» **Task input**
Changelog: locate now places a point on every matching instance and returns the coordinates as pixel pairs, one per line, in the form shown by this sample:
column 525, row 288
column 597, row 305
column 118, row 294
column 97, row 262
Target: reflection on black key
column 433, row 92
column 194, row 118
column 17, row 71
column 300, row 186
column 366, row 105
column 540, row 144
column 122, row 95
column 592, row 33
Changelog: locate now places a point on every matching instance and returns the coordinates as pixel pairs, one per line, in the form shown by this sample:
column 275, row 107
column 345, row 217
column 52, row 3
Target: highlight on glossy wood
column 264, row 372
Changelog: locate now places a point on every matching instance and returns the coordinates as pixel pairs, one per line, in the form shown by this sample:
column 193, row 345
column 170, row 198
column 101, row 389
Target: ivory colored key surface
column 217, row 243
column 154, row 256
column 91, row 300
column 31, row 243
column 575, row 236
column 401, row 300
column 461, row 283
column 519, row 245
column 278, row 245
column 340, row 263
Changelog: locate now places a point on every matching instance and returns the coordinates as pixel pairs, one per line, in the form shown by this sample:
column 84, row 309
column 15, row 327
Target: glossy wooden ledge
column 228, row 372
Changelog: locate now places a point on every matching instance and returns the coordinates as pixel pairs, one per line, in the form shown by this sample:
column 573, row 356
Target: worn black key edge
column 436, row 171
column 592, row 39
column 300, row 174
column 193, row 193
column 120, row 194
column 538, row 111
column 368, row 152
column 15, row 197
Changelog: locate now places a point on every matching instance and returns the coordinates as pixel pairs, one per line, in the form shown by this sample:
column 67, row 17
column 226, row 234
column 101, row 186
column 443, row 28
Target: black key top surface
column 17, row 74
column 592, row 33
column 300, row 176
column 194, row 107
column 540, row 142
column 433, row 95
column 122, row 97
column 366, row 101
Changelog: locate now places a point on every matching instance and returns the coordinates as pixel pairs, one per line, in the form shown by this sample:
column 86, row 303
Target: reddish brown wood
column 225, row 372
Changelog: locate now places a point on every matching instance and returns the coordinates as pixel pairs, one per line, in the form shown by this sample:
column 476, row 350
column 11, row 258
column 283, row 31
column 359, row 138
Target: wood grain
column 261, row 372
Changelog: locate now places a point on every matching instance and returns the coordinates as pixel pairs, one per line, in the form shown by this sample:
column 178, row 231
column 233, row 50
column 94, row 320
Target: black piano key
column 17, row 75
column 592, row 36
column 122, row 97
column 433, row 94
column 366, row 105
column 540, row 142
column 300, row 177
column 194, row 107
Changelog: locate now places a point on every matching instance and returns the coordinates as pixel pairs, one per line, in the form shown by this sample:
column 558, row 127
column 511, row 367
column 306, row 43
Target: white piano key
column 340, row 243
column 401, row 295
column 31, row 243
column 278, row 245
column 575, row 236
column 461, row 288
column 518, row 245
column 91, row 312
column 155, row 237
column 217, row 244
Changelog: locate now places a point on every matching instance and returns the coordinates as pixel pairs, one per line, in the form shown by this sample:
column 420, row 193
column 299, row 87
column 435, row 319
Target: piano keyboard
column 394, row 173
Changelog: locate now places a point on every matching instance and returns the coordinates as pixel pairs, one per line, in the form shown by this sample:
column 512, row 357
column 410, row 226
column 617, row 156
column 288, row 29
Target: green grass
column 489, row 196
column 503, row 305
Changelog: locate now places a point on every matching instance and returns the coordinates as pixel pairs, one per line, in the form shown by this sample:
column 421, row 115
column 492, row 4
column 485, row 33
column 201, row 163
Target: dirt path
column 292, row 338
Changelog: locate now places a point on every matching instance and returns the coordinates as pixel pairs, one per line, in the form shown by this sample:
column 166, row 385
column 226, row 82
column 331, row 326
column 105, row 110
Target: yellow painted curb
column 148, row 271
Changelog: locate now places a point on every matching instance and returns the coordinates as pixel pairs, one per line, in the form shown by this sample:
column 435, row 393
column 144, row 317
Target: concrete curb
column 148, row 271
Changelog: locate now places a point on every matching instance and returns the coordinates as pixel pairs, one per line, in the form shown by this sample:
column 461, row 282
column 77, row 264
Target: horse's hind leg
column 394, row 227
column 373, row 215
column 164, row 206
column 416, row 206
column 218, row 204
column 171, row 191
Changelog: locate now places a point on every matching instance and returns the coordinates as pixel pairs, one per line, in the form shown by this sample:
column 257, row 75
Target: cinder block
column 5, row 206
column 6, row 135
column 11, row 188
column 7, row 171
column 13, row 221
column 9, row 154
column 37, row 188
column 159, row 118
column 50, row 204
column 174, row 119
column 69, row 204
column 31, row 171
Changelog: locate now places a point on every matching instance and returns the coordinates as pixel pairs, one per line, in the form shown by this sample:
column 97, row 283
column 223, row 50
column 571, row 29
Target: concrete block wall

» **Assignment**
Your response must consist of every line above, reproduced exactly.

» **Exercise response**
Changelog: locate now places a point on every matching instance and returns the coordinates as pixel pairs, one per line, in the form shown by this sample:
column 525, row 288
column 597, row 305
column 118, row 294
column 97, row 262
Target: reflection on black key
column 433, row 92
column 194, row 118
column 17, row 71
column 300, row 186
column 366, row 105
column 540, row 144
column 122, row 95
column 592, row 33
Changelog: locate now places a point on every matching instance and returns the coordinates as pixel pairs, one per line, in the form shown by this sample:
column 275, row 107
column 345, row 217
column 52, row 3
Target: highlight on glossy wood
column 264, row 372
Changelog: locate now places a point on every matching instance and returns the coordinates as pixel pairs, one per line, in the form shown by this sample:
column 193, row 345
column 170, row 198
column 101, row 389
Target: ivory colored key surface
column 217, row 243
column 154, row 256
column 91, row 300
column 31, row 243
column 575, row 236
column 401, row 300
column 461, row 283
column 519, row 245
column 278, row 245
column 340, row 263
Changelog: locate now places a point on every matching instance and returns the coordinates as pixel pairs, one per line, in the form shown by this sample:
column 84, row 309
column 15, row 327
Target: glossy wooden ledge
column 228, row 372
Changelog: locate now places a point on every matching instance and returns the coordinates as pixel pairs, one per line, in the form shown by this sample:
column 573, row 356
Target: worn black key edge
column 436, row 171
column 592, row 39
column 300, row 174
column 193, row 193
column 120, row 194
column 538, row 111
column 368, row 152
column 15, row 197
Changelog: locate now places a point on every matching instance and returns the coordinates as pixel pairs, one per line, in the form shown by this sample:
column 67, row 17
column 226, row 234
column 101, row 186
column 443, row 28
Target: black key top surface
column 17, row 74
column 592, row 33
column 300, row 176
column 194, row 107
column 540, row 142
column 433, row 95
column 122, row 97
column 366, row 101
Changelog: locate now places a point on every matching instance and returns the coordinates as pixel pairs, one per line, in the form shown by this sample:
column 86, row 303
Target: reddish brown wood
column 225, row 372
Changelog: locate now places a point on every matching instance and returns the coordinates as pixel pairs, one per line, in the form shown by this sample:
column 476, row 350
column 11, row 258
column 283, row 31
column 359, row 138
Target: wood grain
column 261, row 372
Changelog: locate now places a point on every matching instance and returns the coordinates as pixel pairs, one per line, in the form shown by this sample:
column 178, row 231
column 233, row 50
column 94, row 320
Target: black piano key
column 17, row 75
column 592, row 36
column 122, row 97
column 433, row 94
column 366, row 105
column 540, row 142
column 300, row 177
column 194, row 107
Changelog: locate now places a point on every matching instance and returns the coordinates as pixel pairs, one per line, in the form shown by this sample:
column 558, row 127
column 511, row 367
column 306, row 43
Target: white piano key
column 340, row 243
column 401, row 295
column 31, row 243
column 278, row 245
column 575, row 236
column 461, row 288
column 518, row 245
column 91, row 312
column 155, row 237
column 217, row 244
Changelog: locate now places a point on every matching instance and returns the coordinates as pixel pairs, one per line, in the form shown by this sample:
column 420, row 193
column 299, row 87
column 435, row 319
Target: piano keyboard
column 394, row 173
Changelog: locate now places a point on every matching instance and returns the coordinates as pixel pairs, one per line, in the form shown by this sample:
column 512, row 357
column 410, row 226
column 617, row 156
column 288, row 29
Target: green grass
column 489, row 196
column 503, row 305
Changelog: locate now places a point on every matching instance and returns the coordinates as pixel pairs, one per line, in the form shown by this sample:
column 421, row 115
column 492, row 4
column 485, row 33
column 201, row 163
Target: dirt path
column 292, row 338
Changelog: locate now places a point on every matching instance and returns the coordinates as pixel pairs, one per line, in the form shown by this sample:
column 166, row 385
column 226, row 82
column 331, row 326
column 105, row 110
Target: yellow painted curb
column 148, row 271
Changelog: locate now places a point on every matching instance and returns the coordinates as pixel pairs, one per line, in the form shown by this sample:
column 435, row 393
column 144, row 317
Target: concrete curb
column 148, row 271
Changelog: locate now places a point on every matching instance and returns the coordinates as pixel pairs, one per line, in the form shown by this sample:
column 461, row 282
column 77, row 264
Target: horse's hind leg
column 394, row 227
column 373, row 215
column 164, row 206
column 416, row 206
column 218, row 204
column 171, row 191
Changelog: locate now places a point on every matching instance and returns the coordinates as pixel pairs, one per line, in the form shown by this sample:
column 257, row 75
Target: cinder block
column 5, row 206
column 6, row 135
column 11, row 188
column 7, row 171
column 13, row 221
column 9, row 154
column 37, row 188
column 159, row 118
column 50, row 204
column 174, row 119
column 69, row 204
column 31, row 171
Changelog: locate now places a point on every matching instance and returns the coordinates as pixel pairs, one per line, in the form shown by this sample:
column 97, row 283
column 223, row 50
column 571, row 29
Target: concrete block wall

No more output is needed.